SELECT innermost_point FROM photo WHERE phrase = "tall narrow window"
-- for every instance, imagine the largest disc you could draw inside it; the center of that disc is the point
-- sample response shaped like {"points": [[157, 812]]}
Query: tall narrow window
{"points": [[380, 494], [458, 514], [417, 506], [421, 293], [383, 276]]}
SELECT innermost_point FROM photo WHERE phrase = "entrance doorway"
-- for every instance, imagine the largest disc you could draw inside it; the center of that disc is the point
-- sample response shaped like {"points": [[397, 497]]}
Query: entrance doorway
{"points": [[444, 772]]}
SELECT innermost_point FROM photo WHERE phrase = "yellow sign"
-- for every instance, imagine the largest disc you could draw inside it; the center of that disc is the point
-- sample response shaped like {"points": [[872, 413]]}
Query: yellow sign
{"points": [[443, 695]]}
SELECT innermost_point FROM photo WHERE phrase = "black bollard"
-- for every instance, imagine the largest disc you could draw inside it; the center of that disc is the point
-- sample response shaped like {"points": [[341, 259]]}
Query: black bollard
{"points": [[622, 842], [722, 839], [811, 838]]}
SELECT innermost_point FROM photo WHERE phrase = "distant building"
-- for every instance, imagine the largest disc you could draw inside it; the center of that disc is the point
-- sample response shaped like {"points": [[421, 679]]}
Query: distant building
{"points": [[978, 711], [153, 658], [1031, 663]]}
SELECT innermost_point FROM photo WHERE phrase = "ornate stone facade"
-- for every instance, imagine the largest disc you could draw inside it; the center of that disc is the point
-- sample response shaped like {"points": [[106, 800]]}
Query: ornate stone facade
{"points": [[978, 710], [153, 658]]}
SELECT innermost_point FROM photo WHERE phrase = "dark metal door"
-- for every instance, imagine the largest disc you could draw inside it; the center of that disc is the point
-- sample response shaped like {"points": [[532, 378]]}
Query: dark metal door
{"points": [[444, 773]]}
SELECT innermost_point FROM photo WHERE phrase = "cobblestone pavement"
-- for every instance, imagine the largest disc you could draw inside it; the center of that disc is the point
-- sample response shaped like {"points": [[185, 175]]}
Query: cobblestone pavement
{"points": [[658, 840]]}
################
→ Brief
The answer must be the complete listing, repeated exactly.

→ Reply
SELECT innermost_point FROM photo WHERE phrase = "tall narrow window"
-- for every instance, imagine the largest disc you could draw inside it; the center of that disc is the point
-- sample response shaped like {"points": [[157, 812]]}
Query: tall narrow window
{"points": [[380, 494], [458, 514], [417, 506], [421, 293], [383, 276]]}
SELECT innermost_point FROM photo WHERE phrase = "entrance doorway"
-- for every instance, imagine the largest disc you could draw inside it; the center of that disc is the point
-- sample response shaped like {"points": [[397, 497]]}
Query: entrance doorway
{"points": [[444, 772]]}
SELECT innermost_point FROM photo WHERE phrase = "yellow sign"
-- for every instance, imagine the largest disc you could draw inside it; the center of that disc is the point
-- sample response shaped like {"points": [[872, 413]]}
Query: yellow sign
{"points": [[443, 695]]}
SELECT innermost_point FROM photo WHERE phrase = "black bollard"
-- for every instance, imagine the largest disc you could draw inside it; the center of that disc is the point
-- sample response shaped like {"points": [[341, 259]]}
Query: black bollard
{"points": [[622, 842], [722, 839], [811, 838]]}
SELECT innermost_point FROM photo WHERE phrase = "distant building"
-- for every instance, imagine the largest disc you could draw inside it; the center of that disc is the point
-- sample response shaped like {"points": [[421, 679]]}
Query: distant building
{"points": [[978, 711], [153, 658], [1031, 663]]}
SELECT innermost_point FROM photo WHERE phrase = "ornate stone facade"
-- for every instance, imagine the largest disc you could draw inside it; the center of that disc is the point
-- sample response shaped like {"points": [[106, 800]]}
Query: ornate stone facade
{"points": [[978, 710], [153, 658]]}
SELECT innermost_point FROM photo WHERE phrase = "dark metal door"
-- for every instance, imagine the largest disc you could draw inside it; the center of that disc is the point
-- sample response shaped like {"points": [[532, 378]]}
Query: dark metal door
{"points": [[444, 773]]}
SELECT innermost_point FROM photo WHERE phrase = "cobblestone pavement"
-- for every instance, imagine the largest disc you could draw inside it; the center of that disc is the point
-- sample response shaped like {"points": [[185, 175]]}
Query: cobblestone pavement
{"points": [[658, 840]]}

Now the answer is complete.